Records for this exercise

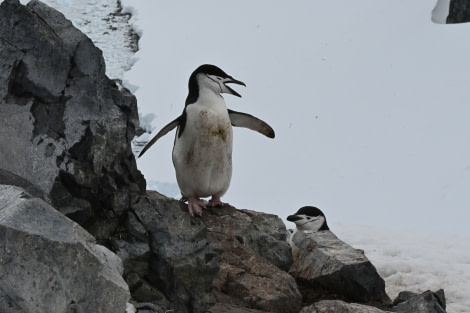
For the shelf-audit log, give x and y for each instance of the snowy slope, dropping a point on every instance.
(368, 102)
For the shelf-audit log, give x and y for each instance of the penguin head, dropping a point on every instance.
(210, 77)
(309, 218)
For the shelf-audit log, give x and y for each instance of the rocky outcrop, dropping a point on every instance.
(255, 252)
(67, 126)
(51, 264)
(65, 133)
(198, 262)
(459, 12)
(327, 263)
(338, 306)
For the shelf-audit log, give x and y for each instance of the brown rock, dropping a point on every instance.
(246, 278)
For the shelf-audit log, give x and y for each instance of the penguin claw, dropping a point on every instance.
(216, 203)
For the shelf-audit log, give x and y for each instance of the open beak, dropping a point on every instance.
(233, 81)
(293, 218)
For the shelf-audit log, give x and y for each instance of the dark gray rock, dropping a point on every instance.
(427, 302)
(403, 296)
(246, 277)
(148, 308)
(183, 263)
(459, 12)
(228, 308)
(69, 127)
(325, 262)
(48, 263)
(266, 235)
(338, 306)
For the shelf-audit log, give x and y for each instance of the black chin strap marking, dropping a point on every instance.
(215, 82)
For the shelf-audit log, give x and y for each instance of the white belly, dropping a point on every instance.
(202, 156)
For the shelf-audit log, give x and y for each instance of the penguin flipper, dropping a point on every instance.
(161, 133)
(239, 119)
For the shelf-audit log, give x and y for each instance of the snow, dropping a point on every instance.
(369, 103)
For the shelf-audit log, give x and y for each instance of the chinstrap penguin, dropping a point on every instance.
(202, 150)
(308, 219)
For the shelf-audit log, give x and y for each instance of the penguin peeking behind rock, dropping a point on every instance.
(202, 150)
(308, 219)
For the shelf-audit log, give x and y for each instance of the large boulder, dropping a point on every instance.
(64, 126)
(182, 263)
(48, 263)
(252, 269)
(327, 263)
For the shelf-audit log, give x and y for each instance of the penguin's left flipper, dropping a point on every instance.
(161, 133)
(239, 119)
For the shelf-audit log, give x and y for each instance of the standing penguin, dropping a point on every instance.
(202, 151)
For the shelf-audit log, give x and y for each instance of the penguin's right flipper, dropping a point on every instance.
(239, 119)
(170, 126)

--

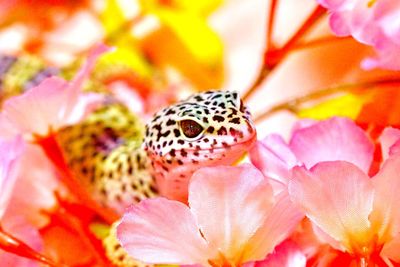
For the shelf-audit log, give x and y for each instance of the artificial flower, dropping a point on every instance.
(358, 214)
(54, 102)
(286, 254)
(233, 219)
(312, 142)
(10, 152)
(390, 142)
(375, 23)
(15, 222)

Set exercise
Which lines of the entries above contain the string "penguin"? Pick out each one and copy it in full, matching case exactly.

Exercise response
For the shelf-audit log, give x and y for each instance of the penguin head, dropping a point on every instance.
For the shelf-audit log, give x and y for each instance of the penguin claw, dropping a point on every instance.
For the shelf-audit log, give x and y for each instance of the penguin flipper, dropping a point on every instance.
For the shelf-audit log, give x and y for each instance of the chinstrap penguin, dropping a point on every instance.
For the shelf-audit log, give x and y for each instance of the penguin peeking behind rock, dropping a point on every instance.
For the shelf-audit log, give x and y for each instance of the penguin's left flipper, dropping a point on every instance.
For the shelf-audit log, give x and y for each instance of the standing penguin, dropping a point on every instance.
For the shelf-audit log, give x and y for each instance of the penguin's right flipper, dropping a point on every instance.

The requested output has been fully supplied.